:: DATASET EXCERPTS

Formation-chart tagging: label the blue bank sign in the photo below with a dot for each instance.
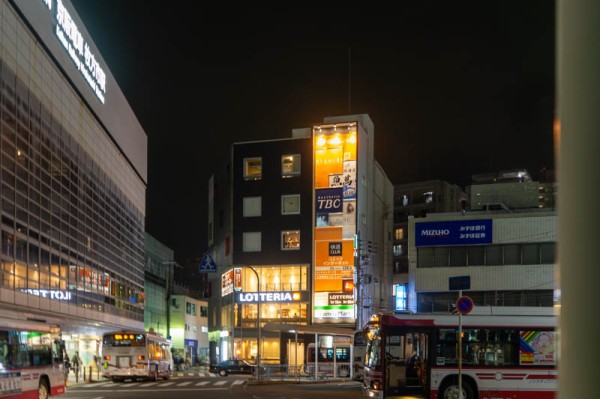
(455, 232)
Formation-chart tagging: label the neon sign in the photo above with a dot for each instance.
(51, 294)
(79, 50)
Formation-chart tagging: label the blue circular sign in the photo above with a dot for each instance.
(464, 305)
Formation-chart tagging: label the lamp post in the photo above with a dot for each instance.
(169, 287)
(259, 335)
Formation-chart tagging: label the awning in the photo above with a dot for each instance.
(304, 329)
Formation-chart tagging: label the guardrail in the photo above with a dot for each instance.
(301, 372)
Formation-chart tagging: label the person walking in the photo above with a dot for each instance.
(76, 363)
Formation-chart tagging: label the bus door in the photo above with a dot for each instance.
(406, 354)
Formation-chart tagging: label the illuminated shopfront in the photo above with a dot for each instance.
(283, 297)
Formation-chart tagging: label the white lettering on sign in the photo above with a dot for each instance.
(52, 294)
(329, 203)
(265, 297)
(72, 40)
(435, 233)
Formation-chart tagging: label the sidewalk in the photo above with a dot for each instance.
(191, 372)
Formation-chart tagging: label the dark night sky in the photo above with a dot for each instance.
(453, 88)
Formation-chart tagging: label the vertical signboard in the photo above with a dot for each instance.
(335, 173)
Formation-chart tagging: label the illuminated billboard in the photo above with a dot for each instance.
(335, 173)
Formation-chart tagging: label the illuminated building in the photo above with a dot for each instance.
(300, 229)
(73, 176)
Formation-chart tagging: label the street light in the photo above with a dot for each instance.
(259, 330)
(259, 335)
(169, 286)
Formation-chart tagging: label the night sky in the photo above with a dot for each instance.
(453, 88)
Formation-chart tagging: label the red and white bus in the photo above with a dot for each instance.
(32, 358)
(506, 353)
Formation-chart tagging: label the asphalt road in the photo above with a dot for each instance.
(231, 387)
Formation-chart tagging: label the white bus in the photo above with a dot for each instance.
(131, 354)
(502, 353)
(32, 358)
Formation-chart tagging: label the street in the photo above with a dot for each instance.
(209, 387)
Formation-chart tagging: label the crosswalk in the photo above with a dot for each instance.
(162, 384)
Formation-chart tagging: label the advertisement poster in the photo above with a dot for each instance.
(537, 348)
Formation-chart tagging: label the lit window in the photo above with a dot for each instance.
(290, 239)
(401, 293)
(290, 204)
(252, 168)
(251, 242)
(399, 234)
(252, 206)
(290, 165)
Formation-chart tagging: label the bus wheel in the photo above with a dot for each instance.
(450, 390)
(43, 390)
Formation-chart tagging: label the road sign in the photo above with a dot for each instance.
(464, 305)
(459, 283)
(207, 264)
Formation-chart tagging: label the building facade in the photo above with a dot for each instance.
(509, 258)
(293, 228)
(418, 200)
(189, 329)
(158, 285)
(73, 179)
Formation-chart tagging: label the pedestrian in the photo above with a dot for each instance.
(76, 364)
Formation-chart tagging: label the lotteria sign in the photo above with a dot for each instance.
(453, 232)
(271, 297)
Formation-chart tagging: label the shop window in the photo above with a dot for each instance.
(253, 168)
(252, 206)
(290, 204)
(290, 165)
(290, 239)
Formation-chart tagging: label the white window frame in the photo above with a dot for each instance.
(252, 241)
(252, 207)
(287, 197)
(296, 160)
(296, 247)
(247, 162)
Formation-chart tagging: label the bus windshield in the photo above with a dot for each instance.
(124, 340)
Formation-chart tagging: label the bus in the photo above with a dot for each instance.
(131, 354)
(360, 346)
(333, 360)
(505, 353)
(32, 358)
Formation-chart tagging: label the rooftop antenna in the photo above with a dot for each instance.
(349, 79)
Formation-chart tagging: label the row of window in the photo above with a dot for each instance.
(487, 255)
(446, 301)
(290, 167)
(252, 241)
(252, 206)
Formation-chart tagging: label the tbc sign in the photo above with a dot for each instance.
(464, 305)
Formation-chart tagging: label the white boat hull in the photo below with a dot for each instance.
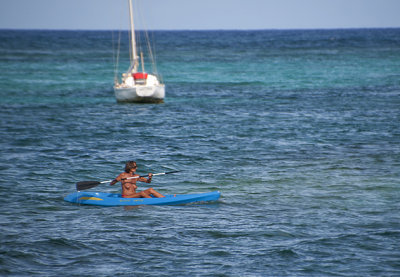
(140, 94)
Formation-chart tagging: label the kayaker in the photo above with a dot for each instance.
(129, 184)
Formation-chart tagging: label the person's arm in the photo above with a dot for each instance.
(116, 180)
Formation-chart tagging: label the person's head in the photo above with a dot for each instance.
(129, 166)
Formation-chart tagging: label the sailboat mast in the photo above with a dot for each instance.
(134, 61)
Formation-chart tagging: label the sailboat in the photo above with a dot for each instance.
(136, 85)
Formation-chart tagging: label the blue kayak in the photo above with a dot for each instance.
(114, 199)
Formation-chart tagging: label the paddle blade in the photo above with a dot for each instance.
(86, 185)
(172, 172)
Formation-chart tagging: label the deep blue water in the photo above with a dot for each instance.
(299, 130)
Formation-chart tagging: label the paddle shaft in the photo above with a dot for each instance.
(91, 184)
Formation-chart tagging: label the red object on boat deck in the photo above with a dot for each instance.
(139, 75)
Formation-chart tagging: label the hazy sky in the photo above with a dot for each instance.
(199, 14)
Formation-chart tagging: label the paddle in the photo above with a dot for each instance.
(91, 184)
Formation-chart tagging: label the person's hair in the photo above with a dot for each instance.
(130, 165)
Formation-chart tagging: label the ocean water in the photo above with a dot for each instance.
(299, 130)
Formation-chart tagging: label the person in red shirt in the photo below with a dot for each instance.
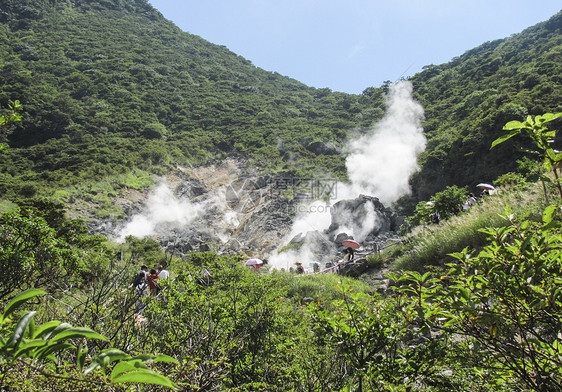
(152, 283)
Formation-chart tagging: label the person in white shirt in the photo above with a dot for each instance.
(164, 274)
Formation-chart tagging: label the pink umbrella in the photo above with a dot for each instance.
(351, 244)
(253, 262)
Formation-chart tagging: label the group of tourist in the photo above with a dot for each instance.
(147, 281)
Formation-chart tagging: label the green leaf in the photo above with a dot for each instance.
(548, 214)
(506, 137)
(26, 347)
(46, 328)
(142, 376)
(513, 125)
(81, 356)
(20, 330)
(19, 300)
(105, 358)
(549, 116)
(51, 349)
(78, 332)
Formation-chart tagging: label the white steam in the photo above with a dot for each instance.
(380, 164)
(163, 209)
(382, 161)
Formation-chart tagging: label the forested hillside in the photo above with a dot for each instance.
(468, 100)
(109, 86)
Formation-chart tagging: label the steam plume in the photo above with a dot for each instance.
(382, 161)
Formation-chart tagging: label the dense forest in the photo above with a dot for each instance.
(111, 86)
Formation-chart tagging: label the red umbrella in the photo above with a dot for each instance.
(351, 244)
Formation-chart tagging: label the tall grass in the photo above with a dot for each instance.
(431, 245)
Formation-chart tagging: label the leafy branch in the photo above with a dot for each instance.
(543, 139)
(31, 344)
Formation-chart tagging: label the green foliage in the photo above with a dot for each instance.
(449, 201)
(536, 130)
(469, 99)
(31, 345)
(32, 255)
(6, 120)
(511, 179)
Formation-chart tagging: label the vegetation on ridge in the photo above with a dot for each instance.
(110, 87)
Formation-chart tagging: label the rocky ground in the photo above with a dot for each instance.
(236, 210)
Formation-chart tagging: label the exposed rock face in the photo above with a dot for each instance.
(367, 218)
(226, 208)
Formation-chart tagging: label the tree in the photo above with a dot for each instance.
(25, 345)
(6, 120)
(31, 255)
(505, 303)
(449, 201)
(537, 131)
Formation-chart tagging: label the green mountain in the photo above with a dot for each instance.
(468, 100)
(110, 86)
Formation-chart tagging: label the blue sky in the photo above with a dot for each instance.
(349, 45)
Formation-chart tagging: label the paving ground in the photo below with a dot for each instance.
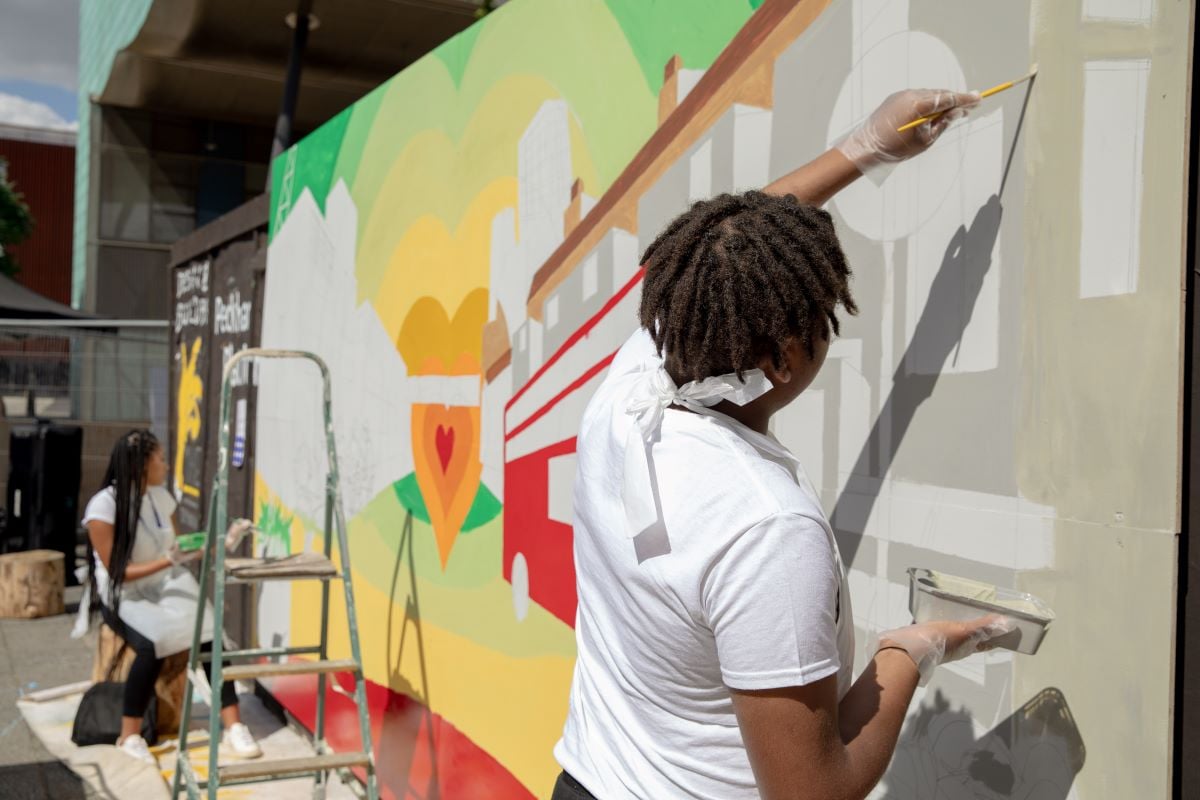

::::

PROMPT - Extract the run of lines from the line holding "Formation-chart tagging: label the white steam" through the final line of the material above, exactly and inclusively. Leave the pictures behind.

RESULT -
Formation-chart tagging: label the white steam in the photo above with a dot for each instance.
(380, 164)
(163, 209)
(382, 161)
Formation-chart tagging: label the forested hillside in the photo above with a dot for each instance.
(468, 100)
(109, 86)
Formation-chart tagging: label the steam plume in the photo above with a dot for each instance.
(382, 161)
Formation-chart tagging: label the dense forest in the photo above with a dot for each instance.
(111, 86)
Formation-chart tagging: label the red umbrella in the photo above with a dot for each instance.
(351, 244)
Formation-chart tagging: label the tall grass in the photo above with a dot for each instance.
(431, 245)
Formation-chart tagging: label the leafy branch in the photo above with a dot for each instance.
(543, 139)
(31, 344)
Formation-chart tagging: label the green foliage in the photo above with a dot for each instance.
(449, 201)
(536, 130)
(469, 99)
(31, 345)
(32, 255)
(6, 120)
(511, 179)
Formation-chart tagging: label the vegetation on ridge in the photo above with a dot for each instance.
(110, 87)
Formation-chart tagging: label the rocky ground in the photo above with a dot for each instance.
(236, 210)
Formation-chart tagging: label the exposed rock face in the photo above with a dot for each instance.
(367, 218)
(226, 208)
Formation-chart tagging: label the tree in the photo above with a dot for each instance.
(25, 345)
(6, 120)
(31, 255)
(505, 303)
(449, 201)
(537, 131)
Formation-chart tagging: label the green mountain in the photo above with a dot for each instance.
(468, 100)
(110, 86)
Formation-chart tagging: label the blue sky in the photo above with a dot for each instance.
(349, 45)
Formation-chart tagging: label the paving ground in the photo below with a dot for each instance.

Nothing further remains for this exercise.